**Goal A**. In the text about Addie McGinnis, what instrument did she play in the parlor?

143Addie Sylvania Lawson [real name Adalaid], the wife of E.M. McGinnis and the mother of Rex Oral McGinnis, was perhaps a little sentimental. She saved many of the letters she received, noting that one was the first letter her son Rex wrote after he turned 21. Her real name was Adalaid, and in the early 1880's, before she was married, letters came to "Ada Lawson [or Adda]," at White Oak or Tollgate, WV. Some of her relatives then were still Seventh Day Baptists, a denomination that is long gone in Ritchie County. Her cousin Rev. M.D. Pritchard wrote in 1883, "Addie, I hope that you have become a Christian ere this, if not I would say to you to seek the pearl of great price." A former teacher began one letter in the 1880's, "Dear Adda, are you a Christian?" But her cousin Nannie Lawson, a schoolteacher, wrote gossipy letters about young men. Les Lovejoy King remembers Addie as "sort of stout and squatty and always smelled of sweat when she kissed you." Addie had excellent, brown teeth. Like many women of her time, she sometimes enclosed pieces of her dresses with her letters, presumably to give her family and friends an idea of what the dresses looked like. She sewed heavily and reliably. Her daughter Kittie's college letters in 1907-1908 were full of requests for clothes, specifying particular features and fabrics, unlike Kittie's apologetic requests to her father for school money in those same letters. In 1907 she wrote to her son Rex in Houston from 1508 E. 14th Street in Austin (probably visiting her parents Elmina and Salathiel Lawson), "Let me hear from you. Hope you are not all washed away."
Addie and E.M. McGinnis were some of the first residents of Katy, living six miles to the south. The town was plotted in 1895, a post office established the next year, and the first rice planted the year after. Seventy years before they arrived, the Karankawa Indians were still hunting buffalo there. Katy's 5th Street was once part of the San Felipe Road to Stephen F. Austin's colony in the 1830's. Formerly the Cane Island stagecoach stop, Katy got its name from the Katy railroad line. Its population in 1950 was 849.
The two story "old home place" was never painted within Les King's memory. The west end of the porch was covered with honeysuckle or morning glory vines, and filled with bumblebees. The other side of the house was planted in four o'clocks. Bois d'arc trees served as a windbreak. Enoch had a typewriter in his little office, and Addie had a pump organ in the parlor which she played. For the children, she would sing a song beginning "One day an old kitty cat climbed up in a tree" to catch a bird. But the bird convinced the cat that she needed to wash before eating, so took the opportunity to flee. The house was lit with kerosene and there was no running water or indoor plumbing. They didn't even have an icebox until the Lovejoys took one there. Before the grandchildren went to bed, they had an evening meal of cold leftovers. Addie made butter, and her own laundry and dish soap. The family used store bought soap for bathing. The kitchen of this house was later moved to Seven Oaks in Katy.

Stored entries:
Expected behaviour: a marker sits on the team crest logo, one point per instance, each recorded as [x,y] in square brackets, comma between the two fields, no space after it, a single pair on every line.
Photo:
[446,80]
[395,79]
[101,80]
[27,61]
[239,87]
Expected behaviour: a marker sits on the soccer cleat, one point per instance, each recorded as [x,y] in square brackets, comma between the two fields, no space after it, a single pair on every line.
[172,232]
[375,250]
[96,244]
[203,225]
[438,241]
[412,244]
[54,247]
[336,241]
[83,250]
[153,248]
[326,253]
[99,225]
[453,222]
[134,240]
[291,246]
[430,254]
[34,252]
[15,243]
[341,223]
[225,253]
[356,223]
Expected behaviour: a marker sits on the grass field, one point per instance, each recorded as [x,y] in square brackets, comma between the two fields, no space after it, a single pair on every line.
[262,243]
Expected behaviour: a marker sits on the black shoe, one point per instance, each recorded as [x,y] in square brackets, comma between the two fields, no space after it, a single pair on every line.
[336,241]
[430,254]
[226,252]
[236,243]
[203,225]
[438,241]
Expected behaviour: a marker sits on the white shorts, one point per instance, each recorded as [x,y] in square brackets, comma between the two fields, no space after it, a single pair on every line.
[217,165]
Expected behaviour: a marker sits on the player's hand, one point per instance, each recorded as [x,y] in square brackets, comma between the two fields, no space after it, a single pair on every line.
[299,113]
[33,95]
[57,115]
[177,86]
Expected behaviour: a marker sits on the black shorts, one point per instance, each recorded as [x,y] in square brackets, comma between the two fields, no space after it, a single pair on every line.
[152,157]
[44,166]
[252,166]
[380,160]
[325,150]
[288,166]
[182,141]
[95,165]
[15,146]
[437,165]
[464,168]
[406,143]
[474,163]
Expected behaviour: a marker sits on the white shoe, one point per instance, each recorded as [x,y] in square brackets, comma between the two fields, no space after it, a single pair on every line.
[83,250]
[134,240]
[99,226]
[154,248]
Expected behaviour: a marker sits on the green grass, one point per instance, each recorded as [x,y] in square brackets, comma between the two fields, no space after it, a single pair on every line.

**Goal B**. Please rewrite the part of the records that opens with the line containing "Expected behaviour: a marker sits on the grass" and runs through the end of the records, replacing "shorts" with "trunks" and leaving everything else unchanged. Return only those lines.

**Correct response A**. A pump organ.

**Correct response B**.
Expected behaviour: a marker sits on the grass field, one point per instance, each recorded as [x,y] in square brackets, comma between the two fields, no space after it, a single pair on every line.
[262,243]
Expected behaviour: a marker sits on the black shoe, one point per instance, each recorded as [x,y] in square brackets, comma between the two fields, no space after it, a single pair on every line.
[336,241]
[430,254]
[226,252]
[236,243]
[203,225]
[438,241]
Expected behaviour: a marker sits on the white trunks, one point per instance, each recorded as [x,y] in square brackets, comma between the two fields, no space after it, a single pair on every line.
[217,165]
Expected behaviour: a marker sits on the player's hand, one point per instance, each recorded as [x,y] in square brackets, comma between the two fields, no space after it, a single pair on every line.
[299,113]
[33,95]
[57,115]
[177,86]
Expected behaviour: a marker sits on the black trunks, one point per instance, each recorded as [x,y] in square brackets, comma between the two fields, no space after it, a single pair on every line.
[152,157]
[44,166]
[252,166]
[380,160]
[325,150]
[288,166]
[182,141]
[95,165]
[15,146]
[437,165]
[464,168]
[406,143]
[474,163]
Expected behaviour: a marker sits on the white shoe, one point per instance, each recorded as [x,y] in square brackets, comma between the two fields, no space after it, a single pair on every line.
[83,250]
[134,240]
[99,226]
[154,248]
Expected behaviour: a marker sits on the green grass, one point per instance, each recorded as [x,y] in square brackets, comma between the two fields, no space after it, a single pair on every line.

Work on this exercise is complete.